PAGE EXCERPT —

========

Tribune Business Editor

nhartnell@tribunemedia.net

Commonwealth Bank’s president yesterday said the increasing ‘pull back’ by correspondent banks from the Caribbean had vindicated its decision not to accept web shop industry deposits.

Ian Jennings told Tribune Business that the BISX-listed institution’s relationship with its international counterparts would have been “endangered” had it agreed to do business with the newly-legalised sector.

Emphasising that Commonwealth Bank’s main correspondent banking partner had a “very strong policy” against accepting gaming industry monies, Mr Jennings indicated this relationship would have been severely strained - especially in the current ‘de-risking’ climate - had it ‘gambled’ over the web shops.

“This is one of the reasons we gave back in the [gaming] referendum time as to why Commonwealth Bank would not bank the web shops because of the correspondents. That’s still our position,” Mr Jennings told Tribune Business of the correspondent industry’s growing withdrawal from the Caribbean.

His comments indicate that the growing correspondent banking pressures mean there is little to no possibility of any Bahamas-based commercial banks, apart from Bank of the Bahamas, accepting deposits - and doing any kind of business - with the web shop industry in the near future.

No institution will want to jeopardise its correspondent banking relationships, and risk being cut off from the global financial system, for one set of clients, especially given the ‘de-risking’ environment.

But, as Tribune Business has repeatedly pointed out, this undermines one of the Government’s main objectives behind legalising web shop gaming, namely to get the multi-million dollar sums generated by the industry into the banking system and formal economy.

The Commonwealth Bank chief, meanwhile, described the increasing correspondent withdrawal trend as “a very big issue” for not just the Bahamas, but the region as a whole, adding that it had the potential to “destabilise” not just the financial services sector but whole economies.

He added that the US government, in the form of the Treasury Department, was “not quite equipped to deal with it” because it had little to no influence over privately-owned banks’ decisions to sever correspondent banking relationships with this region.

While Commonwealth Bank had not been impacted by this trend, Mr Jennings told Tribune Business: “It’s [growing] into what could potentially be a destabilising influence in the Caribbean.

“We are doing everything we can to meet the requirements our correspondents set out, but we are concerned as far as the long-term position of the banks.

“One would have to think it would be a fairly incredible scenario for no correspondent banking relationships to be maintained with a particular country.”

Yet Belize is in just such a position, and should the Bahamas ever suffer the same fate, it would be catastrophic for an economy totally reliant on services exports, financial services, and international commerce and trade for its survival.

Correspondent banks are those that allow Bahamian financial institutions to provide services in their home countries, using their physical and electronic banking infrastructures.

They give Bahamian banks, and their clients, access to the international capital markets and financial system, enabling transactions to clear and be settled on a timely basis, and foreign currency deposits to be taken.

Foreign correspondent banks thus provide the key gateway to the world economy and financial system, an access that is now being threatened region-wide.

“We are concerned about it, but we are optimistic that wiser heads will prevail,” Mr Jennings said of the current situation. “Where correspondents have indicated their issues to us, we are doing everything to meet their requirements.”

Referring again to the web shops, he told Tribune Business: “It’s a difficult situation, but we have to say there are certain types of business we will not entertain, as it will endanger our relationships with correspondent banks and impact the services we offer to all-comers, not just a select few.

========

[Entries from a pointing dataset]

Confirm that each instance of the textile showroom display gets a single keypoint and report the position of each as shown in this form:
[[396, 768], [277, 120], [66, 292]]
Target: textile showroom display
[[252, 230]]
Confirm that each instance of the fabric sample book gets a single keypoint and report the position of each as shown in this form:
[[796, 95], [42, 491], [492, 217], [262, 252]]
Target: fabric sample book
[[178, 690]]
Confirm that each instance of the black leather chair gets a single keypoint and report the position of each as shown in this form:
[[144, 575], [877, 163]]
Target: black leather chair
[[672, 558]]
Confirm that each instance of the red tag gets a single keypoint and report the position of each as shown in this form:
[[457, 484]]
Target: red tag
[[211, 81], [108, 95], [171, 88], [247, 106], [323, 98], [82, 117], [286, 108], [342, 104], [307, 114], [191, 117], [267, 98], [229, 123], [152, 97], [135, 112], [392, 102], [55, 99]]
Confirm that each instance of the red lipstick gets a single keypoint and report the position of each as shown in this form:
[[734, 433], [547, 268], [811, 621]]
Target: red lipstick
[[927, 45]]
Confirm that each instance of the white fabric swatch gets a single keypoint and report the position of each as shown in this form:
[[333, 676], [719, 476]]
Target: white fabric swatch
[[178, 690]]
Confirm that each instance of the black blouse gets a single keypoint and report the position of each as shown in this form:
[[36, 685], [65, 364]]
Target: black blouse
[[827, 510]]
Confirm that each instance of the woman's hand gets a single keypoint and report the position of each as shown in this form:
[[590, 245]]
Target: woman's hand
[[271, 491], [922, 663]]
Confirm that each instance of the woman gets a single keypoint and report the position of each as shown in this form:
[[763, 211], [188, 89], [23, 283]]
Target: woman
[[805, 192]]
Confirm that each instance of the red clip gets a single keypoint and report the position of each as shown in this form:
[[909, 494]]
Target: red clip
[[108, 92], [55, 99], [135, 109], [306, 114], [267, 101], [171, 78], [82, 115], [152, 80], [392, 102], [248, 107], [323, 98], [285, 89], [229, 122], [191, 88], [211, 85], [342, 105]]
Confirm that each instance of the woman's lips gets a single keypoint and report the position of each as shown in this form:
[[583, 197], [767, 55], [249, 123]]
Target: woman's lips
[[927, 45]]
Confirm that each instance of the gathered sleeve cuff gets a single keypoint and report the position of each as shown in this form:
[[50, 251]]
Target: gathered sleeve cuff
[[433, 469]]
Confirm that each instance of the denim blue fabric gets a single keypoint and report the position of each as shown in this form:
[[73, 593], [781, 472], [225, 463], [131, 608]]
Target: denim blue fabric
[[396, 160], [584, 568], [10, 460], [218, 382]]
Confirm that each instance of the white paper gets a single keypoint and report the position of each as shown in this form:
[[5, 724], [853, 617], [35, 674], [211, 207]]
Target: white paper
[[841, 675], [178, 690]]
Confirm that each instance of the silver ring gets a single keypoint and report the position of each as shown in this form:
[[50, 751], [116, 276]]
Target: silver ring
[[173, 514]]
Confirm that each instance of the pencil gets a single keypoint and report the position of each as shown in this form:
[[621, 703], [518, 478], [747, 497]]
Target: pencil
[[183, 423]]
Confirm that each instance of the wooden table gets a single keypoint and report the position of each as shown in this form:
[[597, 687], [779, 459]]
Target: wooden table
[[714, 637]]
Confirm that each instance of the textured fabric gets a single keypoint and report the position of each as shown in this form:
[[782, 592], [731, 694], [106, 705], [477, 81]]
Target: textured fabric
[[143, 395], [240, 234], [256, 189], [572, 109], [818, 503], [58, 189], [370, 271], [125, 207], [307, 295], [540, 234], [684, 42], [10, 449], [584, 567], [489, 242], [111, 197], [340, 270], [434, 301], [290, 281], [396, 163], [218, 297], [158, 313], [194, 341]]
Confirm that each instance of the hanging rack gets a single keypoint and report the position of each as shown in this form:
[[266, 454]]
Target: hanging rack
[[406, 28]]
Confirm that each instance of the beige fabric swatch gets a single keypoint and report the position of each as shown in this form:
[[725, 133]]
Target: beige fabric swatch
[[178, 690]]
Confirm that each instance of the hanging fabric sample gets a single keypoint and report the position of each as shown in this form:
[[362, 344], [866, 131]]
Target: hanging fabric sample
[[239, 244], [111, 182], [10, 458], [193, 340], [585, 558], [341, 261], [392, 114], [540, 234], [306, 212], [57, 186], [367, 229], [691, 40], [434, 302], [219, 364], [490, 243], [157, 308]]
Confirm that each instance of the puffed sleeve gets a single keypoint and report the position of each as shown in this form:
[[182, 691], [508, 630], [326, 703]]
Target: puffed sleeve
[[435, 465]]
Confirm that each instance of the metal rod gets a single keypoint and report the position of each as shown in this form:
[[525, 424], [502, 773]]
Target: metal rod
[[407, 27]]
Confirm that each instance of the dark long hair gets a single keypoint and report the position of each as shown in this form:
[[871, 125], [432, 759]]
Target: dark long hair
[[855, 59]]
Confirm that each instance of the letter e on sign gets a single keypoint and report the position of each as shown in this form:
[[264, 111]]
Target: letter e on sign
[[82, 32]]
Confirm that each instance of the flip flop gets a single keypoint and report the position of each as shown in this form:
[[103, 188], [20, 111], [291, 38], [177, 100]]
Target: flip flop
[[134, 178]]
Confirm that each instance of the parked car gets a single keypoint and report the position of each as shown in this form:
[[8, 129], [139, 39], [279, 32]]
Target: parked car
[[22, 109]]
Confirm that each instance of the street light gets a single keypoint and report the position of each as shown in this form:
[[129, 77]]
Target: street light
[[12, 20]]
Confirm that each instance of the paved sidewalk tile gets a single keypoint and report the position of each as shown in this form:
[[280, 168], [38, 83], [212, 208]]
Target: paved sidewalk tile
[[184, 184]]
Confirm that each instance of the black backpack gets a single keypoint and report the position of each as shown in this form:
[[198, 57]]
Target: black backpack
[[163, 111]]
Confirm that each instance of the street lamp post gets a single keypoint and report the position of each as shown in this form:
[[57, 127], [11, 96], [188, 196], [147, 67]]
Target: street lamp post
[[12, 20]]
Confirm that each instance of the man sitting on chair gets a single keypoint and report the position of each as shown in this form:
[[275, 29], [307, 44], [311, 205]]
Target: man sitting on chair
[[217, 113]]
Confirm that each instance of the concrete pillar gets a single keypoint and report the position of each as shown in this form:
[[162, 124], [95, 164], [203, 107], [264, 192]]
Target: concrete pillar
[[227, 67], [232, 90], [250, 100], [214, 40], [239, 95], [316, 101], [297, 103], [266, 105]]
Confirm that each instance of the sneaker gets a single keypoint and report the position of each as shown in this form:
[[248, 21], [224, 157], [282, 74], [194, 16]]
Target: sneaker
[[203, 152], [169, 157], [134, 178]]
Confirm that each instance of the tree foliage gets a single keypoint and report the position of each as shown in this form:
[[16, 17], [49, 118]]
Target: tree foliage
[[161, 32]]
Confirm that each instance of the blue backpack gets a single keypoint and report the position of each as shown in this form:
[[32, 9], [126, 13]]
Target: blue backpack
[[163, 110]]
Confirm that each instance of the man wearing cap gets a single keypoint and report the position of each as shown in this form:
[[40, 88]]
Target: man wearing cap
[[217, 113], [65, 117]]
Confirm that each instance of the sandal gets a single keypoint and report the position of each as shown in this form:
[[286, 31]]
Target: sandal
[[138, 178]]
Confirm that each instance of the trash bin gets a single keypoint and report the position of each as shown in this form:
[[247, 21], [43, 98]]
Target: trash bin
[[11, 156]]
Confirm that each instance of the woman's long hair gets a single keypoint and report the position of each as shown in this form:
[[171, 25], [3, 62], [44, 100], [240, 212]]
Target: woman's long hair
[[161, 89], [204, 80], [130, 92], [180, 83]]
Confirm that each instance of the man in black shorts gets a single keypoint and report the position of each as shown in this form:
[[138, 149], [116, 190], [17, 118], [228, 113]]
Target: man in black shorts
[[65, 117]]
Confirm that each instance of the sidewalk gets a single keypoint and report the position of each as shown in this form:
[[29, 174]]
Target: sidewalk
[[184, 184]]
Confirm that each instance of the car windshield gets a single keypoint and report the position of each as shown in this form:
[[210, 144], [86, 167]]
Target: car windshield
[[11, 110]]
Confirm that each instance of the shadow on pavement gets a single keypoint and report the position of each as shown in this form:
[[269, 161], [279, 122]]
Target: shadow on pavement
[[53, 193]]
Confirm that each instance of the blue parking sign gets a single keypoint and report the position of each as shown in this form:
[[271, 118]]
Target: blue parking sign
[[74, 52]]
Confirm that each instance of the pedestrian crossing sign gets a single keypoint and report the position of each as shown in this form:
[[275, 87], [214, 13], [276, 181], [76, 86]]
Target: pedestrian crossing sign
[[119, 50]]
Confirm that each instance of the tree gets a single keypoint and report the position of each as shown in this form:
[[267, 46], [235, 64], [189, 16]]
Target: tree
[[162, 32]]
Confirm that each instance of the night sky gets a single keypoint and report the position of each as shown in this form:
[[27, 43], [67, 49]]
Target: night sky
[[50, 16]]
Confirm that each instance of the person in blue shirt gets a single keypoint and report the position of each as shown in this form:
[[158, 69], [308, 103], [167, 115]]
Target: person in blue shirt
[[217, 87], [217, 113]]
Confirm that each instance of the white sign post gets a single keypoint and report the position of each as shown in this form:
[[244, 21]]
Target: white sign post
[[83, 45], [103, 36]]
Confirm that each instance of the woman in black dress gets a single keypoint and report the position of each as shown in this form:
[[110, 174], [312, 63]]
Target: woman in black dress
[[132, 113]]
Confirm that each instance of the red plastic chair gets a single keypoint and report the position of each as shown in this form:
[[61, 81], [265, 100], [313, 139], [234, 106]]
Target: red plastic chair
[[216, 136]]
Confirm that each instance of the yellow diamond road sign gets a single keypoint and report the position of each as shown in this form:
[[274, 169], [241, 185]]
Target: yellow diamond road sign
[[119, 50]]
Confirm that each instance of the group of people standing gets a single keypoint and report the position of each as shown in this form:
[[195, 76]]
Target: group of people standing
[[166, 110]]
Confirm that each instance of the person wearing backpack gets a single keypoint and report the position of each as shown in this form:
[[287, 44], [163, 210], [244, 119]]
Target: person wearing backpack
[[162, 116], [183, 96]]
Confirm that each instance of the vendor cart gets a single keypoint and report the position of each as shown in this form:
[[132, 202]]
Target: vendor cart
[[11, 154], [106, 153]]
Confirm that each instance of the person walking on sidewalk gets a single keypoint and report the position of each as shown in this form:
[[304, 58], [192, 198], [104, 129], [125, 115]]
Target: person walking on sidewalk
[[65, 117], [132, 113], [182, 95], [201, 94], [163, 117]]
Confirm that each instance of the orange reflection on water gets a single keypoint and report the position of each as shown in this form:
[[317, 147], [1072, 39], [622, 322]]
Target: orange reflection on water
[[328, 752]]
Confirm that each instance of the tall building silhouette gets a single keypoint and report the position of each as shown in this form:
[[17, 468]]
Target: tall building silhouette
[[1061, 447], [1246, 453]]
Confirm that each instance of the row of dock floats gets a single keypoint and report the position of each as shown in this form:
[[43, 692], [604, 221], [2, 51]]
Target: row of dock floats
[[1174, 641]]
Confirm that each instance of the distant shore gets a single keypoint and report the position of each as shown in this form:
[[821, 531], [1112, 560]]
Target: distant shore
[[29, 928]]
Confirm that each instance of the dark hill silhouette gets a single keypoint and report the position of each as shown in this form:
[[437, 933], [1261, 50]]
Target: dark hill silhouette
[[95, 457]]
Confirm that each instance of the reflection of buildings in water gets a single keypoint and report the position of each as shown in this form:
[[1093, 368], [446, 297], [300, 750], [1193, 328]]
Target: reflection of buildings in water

========

WRITTEN TASKS —
(a) Using the article on Commonwealth Bank and correspondent banking, decide whether each statement agrees with it: (i) Commonwealth Bank had been impacted by the trend of correspondent banks withdrawing from the Caribbean; (ii) Commonwealth Bank's main correspondent banking partner had a very strong policy against accepting gaming industry money; (iii) Mr Jennings said the US Treasury Department was well equipped to deal with the withdrawal. For each statement, answer yes or no and quote the words from the article that settle it.
(b) According to the article on Commonwealth Bank and correspondent banking, which country is already in the position of having no correspondent banking relationships maintained?

TASK ANSWERS —
(a)
(i) No: "While Commonwealth Bank had not been impacted by this trend"
(ii) Yes: "Commonwealth Bank’s main correspondent banking partner had a “very strong policy” against accepting gaming industry monies"
(iii) No: "was “not quite equipped to deal with it”"

(b) Belize